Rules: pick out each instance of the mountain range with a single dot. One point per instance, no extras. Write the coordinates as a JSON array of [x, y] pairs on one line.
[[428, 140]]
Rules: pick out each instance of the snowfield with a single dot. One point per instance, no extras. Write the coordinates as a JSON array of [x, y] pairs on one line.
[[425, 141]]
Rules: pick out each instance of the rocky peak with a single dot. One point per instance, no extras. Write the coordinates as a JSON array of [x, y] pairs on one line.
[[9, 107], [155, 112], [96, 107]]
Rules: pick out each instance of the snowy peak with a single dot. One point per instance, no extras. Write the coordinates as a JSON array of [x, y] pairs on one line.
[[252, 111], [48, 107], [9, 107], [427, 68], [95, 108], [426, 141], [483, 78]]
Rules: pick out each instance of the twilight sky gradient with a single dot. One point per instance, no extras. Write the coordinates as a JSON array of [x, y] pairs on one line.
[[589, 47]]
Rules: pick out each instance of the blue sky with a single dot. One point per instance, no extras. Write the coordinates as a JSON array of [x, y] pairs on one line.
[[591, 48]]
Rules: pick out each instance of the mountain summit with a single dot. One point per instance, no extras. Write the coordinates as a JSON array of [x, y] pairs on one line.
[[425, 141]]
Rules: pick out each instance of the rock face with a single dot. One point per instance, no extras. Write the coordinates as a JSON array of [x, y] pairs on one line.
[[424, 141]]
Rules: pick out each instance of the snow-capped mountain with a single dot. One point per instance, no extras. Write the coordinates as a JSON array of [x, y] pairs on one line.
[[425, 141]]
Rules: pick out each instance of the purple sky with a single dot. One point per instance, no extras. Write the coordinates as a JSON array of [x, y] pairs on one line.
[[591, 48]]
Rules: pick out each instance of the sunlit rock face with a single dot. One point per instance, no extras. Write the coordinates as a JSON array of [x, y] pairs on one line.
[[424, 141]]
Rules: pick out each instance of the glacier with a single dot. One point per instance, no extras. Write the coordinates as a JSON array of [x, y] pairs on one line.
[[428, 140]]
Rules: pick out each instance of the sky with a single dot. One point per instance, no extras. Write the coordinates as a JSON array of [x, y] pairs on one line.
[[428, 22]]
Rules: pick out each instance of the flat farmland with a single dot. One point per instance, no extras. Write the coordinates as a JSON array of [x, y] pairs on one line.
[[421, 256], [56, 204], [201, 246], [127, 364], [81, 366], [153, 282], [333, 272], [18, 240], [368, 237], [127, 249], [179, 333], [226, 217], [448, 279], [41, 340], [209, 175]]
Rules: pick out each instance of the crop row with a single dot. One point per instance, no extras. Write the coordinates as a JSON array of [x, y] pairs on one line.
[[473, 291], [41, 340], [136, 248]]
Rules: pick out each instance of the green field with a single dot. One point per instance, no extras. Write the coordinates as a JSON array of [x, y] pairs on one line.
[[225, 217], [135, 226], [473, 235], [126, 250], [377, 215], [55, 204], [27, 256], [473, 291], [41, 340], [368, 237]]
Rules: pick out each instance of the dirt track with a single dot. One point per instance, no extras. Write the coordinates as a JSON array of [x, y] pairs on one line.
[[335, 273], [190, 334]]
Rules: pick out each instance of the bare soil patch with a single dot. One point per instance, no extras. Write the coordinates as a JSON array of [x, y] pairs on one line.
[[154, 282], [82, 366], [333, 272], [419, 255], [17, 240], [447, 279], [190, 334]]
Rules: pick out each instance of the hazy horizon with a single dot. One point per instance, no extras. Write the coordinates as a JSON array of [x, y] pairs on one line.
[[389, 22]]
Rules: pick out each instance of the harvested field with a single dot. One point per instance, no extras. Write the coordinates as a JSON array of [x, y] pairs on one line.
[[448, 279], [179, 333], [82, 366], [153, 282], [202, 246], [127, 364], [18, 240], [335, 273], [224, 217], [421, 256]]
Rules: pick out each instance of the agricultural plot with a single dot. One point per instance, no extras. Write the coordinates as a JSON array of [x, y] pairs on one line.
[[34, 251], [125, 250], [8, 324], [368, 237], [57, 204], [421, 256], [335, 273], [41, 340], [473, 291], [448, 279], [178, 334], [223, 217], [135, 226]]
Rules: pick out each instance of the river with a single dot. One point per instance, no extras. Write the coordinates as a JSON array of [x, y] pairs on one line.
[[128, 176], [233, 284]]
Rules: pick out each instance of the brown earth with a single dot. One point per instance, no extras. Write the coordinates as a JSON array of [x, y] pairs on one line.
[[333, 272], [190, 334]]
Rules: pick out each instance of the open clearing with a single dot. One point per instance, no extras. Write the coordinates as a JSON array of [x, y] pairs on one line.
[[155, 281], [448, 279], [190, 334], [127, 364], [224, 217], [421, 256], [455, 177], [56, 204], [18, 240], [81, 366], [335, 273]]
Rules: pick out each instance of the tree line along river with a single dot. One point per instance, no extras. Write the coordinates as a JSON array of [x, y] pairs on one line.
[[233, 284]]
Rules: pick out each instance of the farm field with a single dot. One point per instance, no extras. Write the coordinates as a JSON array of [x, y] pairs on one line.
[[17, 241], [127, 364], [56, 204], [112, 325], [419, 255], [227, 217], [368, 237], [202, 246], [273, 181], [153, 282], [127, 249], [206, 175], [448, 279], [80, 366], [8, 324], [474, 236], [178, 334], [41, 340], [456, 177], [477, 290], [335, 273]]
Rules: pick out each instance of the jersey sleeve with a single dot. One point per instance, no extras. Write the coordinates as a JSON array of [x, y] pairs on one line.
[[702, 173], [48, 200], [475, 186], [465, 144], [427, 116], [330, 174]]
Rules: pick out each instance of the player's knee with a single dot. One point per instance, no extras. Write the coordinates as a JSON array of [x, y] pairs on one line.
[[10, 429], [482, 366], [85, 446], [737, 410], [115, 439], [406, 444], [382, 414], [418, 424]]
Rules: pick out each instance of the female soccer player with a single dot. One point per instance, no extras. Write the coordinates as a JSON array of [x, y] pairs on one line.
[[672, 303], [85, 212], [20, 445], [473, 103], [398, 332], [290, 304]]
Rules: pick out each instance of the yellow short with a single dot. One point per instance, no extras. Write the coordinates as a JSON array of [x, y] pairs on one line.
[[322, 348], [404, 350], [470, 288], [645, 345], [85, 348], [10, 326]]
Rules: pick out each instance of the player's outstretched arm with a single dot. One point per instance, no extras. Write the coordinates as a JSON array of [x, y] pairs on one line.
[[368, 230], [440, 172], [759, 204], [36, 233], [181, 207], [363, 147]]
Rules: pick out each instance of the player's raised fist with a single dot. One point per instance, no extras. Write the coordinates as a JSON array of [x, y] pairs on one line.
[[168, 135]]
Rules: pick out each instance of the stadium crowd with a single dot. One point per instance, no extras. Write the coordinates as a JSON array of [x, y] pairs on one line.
++++++++++
Swap "single dot" for "single marker" throughout the entries above and write them all out again, with everything else unchanged.

→ **Response to this task**:
Rules: pick out each instance of the mountain range with a single marker. One point per instance, no extras. Write the coordinates as a JSON array of [x, y] pairs on one line.
[[428, 140]]
Rules: pick out each instance of the snowfield with a single marker. One point per instance, no extras. Write the coordinates as a JSON array of [x, y] pairs on one line.
[[425, 141]]
Rules: pick out each instance of the rocky peak with a single marker. One point per instance, no extras. Write the coordinates as a JSON array of [x, y] pairs on one line.
[[9, 107], [155, 112], [96, 107]]
Rules: pick out each instance of the snowy peak with a single marker. One point per instance, no extras. Write the coordinates as a JSON array of [x, y] pairs on one line.
[[252, 111], [48, 107], [9, 107], [427, 68], [95, 108], [426, 141], [483, 78]]
Rules: pick out each instance of the twilight sky gradient with a single marker. One point per instance, no extras. Write the coordinates as a JSON array of [x, y] pairs on one line.
[[589, 47]]
Rules: pick out each instance of the blue sky with a single marker. One point per instance, no extras. Write the coordinates as a JSON array of [x, y] pairs on one line.
[[591, 48]]
Rules: pick out each instance of the mountain summit with a single marker. One point per instance, no extras. Write the coordinates as a JSON array of [x, y] pairs on one line.
[[425, 141]]
Rules: pick out each instance of the rock face with a single marker. One point per instance, no extras. Write the coordinates as a JSON array of [x, y] pairs on one line.
[[424, 141]]
Rules: pick out each instance of the snow-capped mountain with a single marker. One point per instance, no extras. Write the coordinates as a JSON array of [x, y] pairs on one line.
[[425, 141]]
Rules: pick out each instance of the purple sky with a single marker. One point per instance, no extras. Write the coordinates as a JSON array of [x, y] pairs on one line.
[[591, 48]]
Rules: pick out each instance of the sunlit rock face with a single marker. One point per instance, no extras. Write the coordinates as a JSON array of [x, y] pairs on one line.
[[424, 141]]
Rules: pick out each instance of the glacier with a single marker. One point per instance, no extras. Write the coordinates as a JSON array of [x, y] pairs on one line.
[[428, 140]]
Rules: pick out each instance of the sky with a single marker. One point per instance, no extras. Write the coordinates as a JSON array of [x, y] pairs on one line.
[[428, 22]]
Rules: pick out each instance of the flat farmland with a single marker. One point per instance, no extras. Write the coordinates as a JSON array of [x, y] pairs on one line.
[[421, 256], [56, 204], [201, 246], [127, 364], [81, 366], [153, 282], [333, 272], [18, 240], [368, 237], [127, 249], [179, 333], [226, 217], [448, 279], [41, 340], [209, 175]]
Rules: pick out each instance of the crop row with a single marker. One point per instance, no extras. Write the coordinates as a JSON array of [x, y] pairs on one line.
[[473, 291], [41, 340], [136, 248]]
Rules: pick out each instance of the green field with a single marker. One point per instance, no extras. Write the coordinates as a JSON array of [x, y] pairs on one line.
[[225, 217], [135, 226], [473, 235], [126, 250], [377, 215], [55, 204], [27, 256], [473, 291], [41, 340], [368, 237]]
Rules: pick out each instance of the dirt track with a single marker. One point per instance, no extras. Write the coordinates as a JSON array of [x, y] pairs on one line.
[[335, 273], [190, 334]]
Rules: pick out each instance of the bare soil patch with a single marker. One point per instance, no extras. Write the coordinates as a JSON array of [x, y] pairs on one line.
[[154, 282], [82, 366], [333, 272], [419, 255], [17, 240], [447, 279], [190, 334]]
Rules: pick out each instance of the hazy horizon with a single marker. One point per instance, no extras. Write the coordinates as a JSON array of [x, y] pairs on one line.
[[389, 22]]
Rules: pick out each instance of the harvested field with a single marker. One point per instance, no extras. Write the coordinates as a JSON array of [x, y] pairs on one line.
[[448, 279], [179, 333], [82, 366], [153, 282], [202, 246], [127, 364], [18, 240], [335, 273], [224, 217], [421, 256]]
Rules: pick out each instance of the agricultural plot with a single marker. One point per instance, no extras. Write the coordinates as a JSON array of [x, y] pairs on one line.
[[34, 251], [125, 250], [8, 324], [368, 237], [57, 204], [421, 256], [335, 273], [41, 340], [473, 291], [448, 279], [178, 334], [223, 217], [135, 226]]
Rules: pick out each instance of the river with a single marker. One point per instance, no extras. Write the coordinates as a JSON array of [x, y] pairs on one line.
[[128, 176], [233, 284]]
Rules: pick out each instance of the brown earth with a single marker. One point per instance, no extras. Write the coordinates as a JSON array of [x, y] pairs on one line.
[[333, 272], [190, 334]]
Rules: pick out each instance of the open clearing with a single marker. One point per instance, no extras. Write the coordinates as a JSON array of [x, y] pairs on one line.
[[155, 281], [448, 279], [190, 334], [127, 364], [224, 217], [421, 256], [455, 177], [56, 204], [18, 240], [81, 366], [335, 273]]
Rules: pick out each instance of the tree line along river with a single marker. One point per instance, no extras. Write the coordinates as a JSON array of [x, y] pairs on one line.
[[233, 284]]
Rules: pick out each instance of the farm field with a single marker. One point per instance, no extras. Write the coordinates as a JSON array of [x, y] pairs on one line.
[[17, 241], [127, 364], [56, 204], [112, 325], [419, 255], [227, 217], [368, 237], [202, 246], [273, 181], [153, 282], [127, 249], [206, 175], [448, 279], [80, 366], [8, 324], [474, 236], [178, 334], [41, 340], [456, 177], [477, 290], [335, 273]]
Rules: pick out each instance of the jersey sleeve with a single marker. One point per instance, no extras. Write the coordinates as a JSON array of [x, y] pairs on one line.
[[702, 173], [48, 200], [475, 186], [465, 144], [427, 116], [330, 174]]
Rules: pick out each instance of the player's knee with a single marker. One point per instance, no extras. Write the coordinates as a JSON array of [x, y] pairs on one line.
[[10, 429], [482, 366], [85, 446], [737, 410], [115, 439], [406, 444], [382, 414], [418, 424]]
Rules: pick out each instance of the female soccer player with a single marker. One point per instance, no extras. Write the coordinates as a JSON array of [x, y] pairs on one line.
[[672, 303], [85, 212], [20, 445], [473, 103], [398, 332], [290, 304]]
Rules: pick out each instance of the yellow short with a single marker. One point per instance, no extras. Write the coordinates as a JSON array of [x, y] pairs on one line.
[[322, 348], [404, 350], [470, 288], [645, 345], [85, 348], [10, 326]]
Rules: pick out each instance of the player's outstretched arm with a single marker. One point per instance, no extras. Write the coordinates as a JSON array of [x, y] pairs on one line.
[[368, 230], [440, 172], [759, 204], [36, 233], [181, 207], [363, 147]]
Rules: pick out each instance of the player's raised fist with a single marker. One point per instance, no extras. Write the coordinates as a JSON array of [x, y] pairs on one line.
[[168, 135]]
Rules: pick out each instance of the stadium crowd with a single marker. One point per instance, no extras. Write the coordinates as a JSON array of [x, y] pairs on one line.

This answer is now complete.